YOUR GOAL: Your task is to set down the line containing "An example of" and every later line of the entries, word for word, including the last.

---------- RECORDED DATA

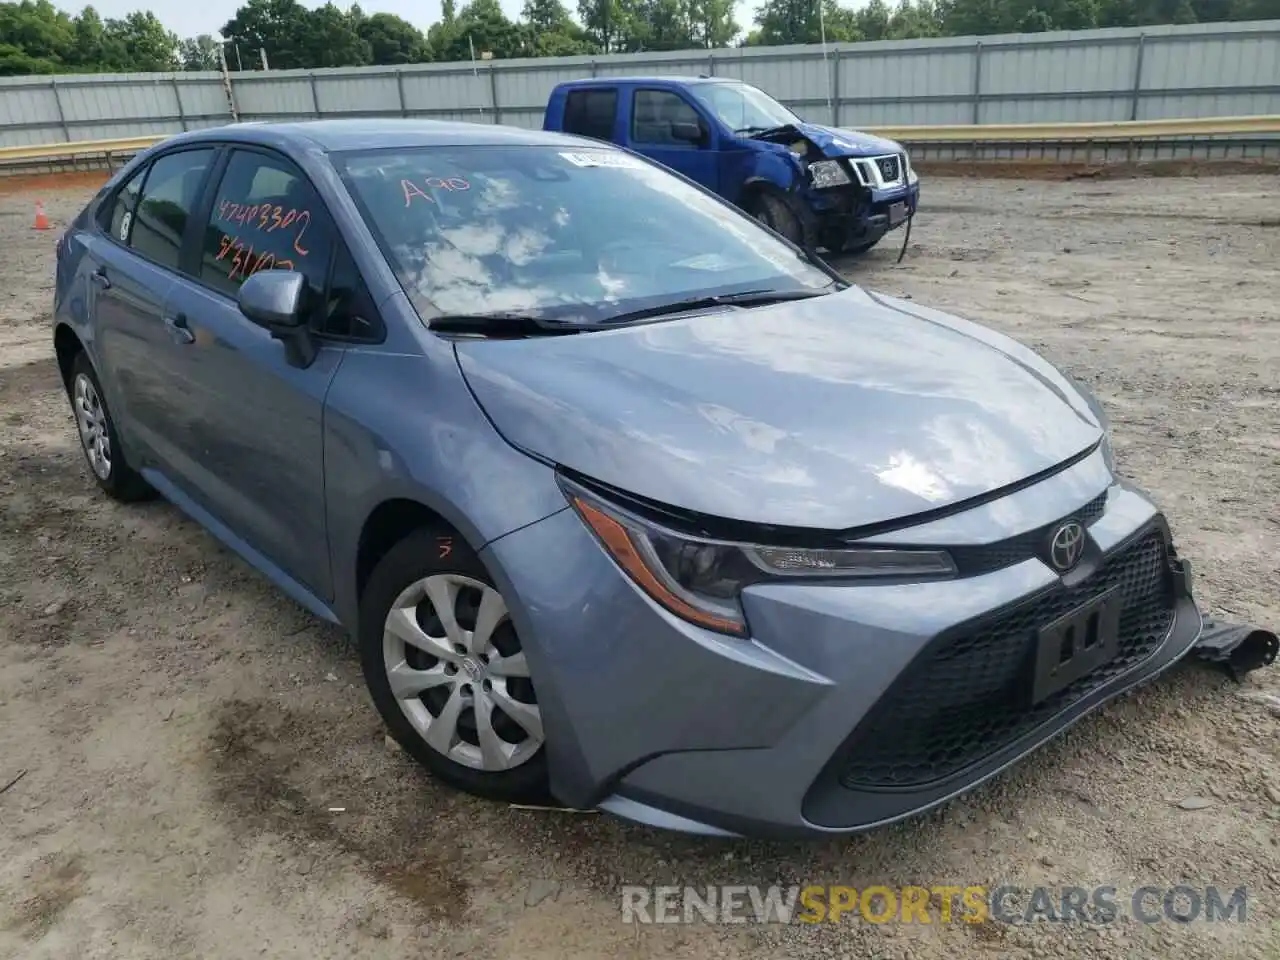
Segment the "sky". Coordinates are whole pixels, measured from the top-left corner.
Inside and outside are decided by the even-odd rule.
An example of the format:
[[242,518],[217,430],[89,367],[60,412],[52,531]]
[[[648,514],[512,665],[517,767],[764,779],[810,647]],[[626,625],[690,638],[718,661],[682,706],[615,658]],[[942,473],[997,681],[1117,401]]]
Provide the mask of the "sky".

--------------------

RESULT OF THIS EXERCISE:
An example of the format:
[[242,518],[217,430],[89,367],[60,412],[52,531]]
[[[648,514],[512,665],[517,767],[764,779],[810,647]],[[626,625],[690,638],[718,661],[682,706],[615,658]],[[942,473],[997,681],[1117,401]]]
Provide the mask of the "sky".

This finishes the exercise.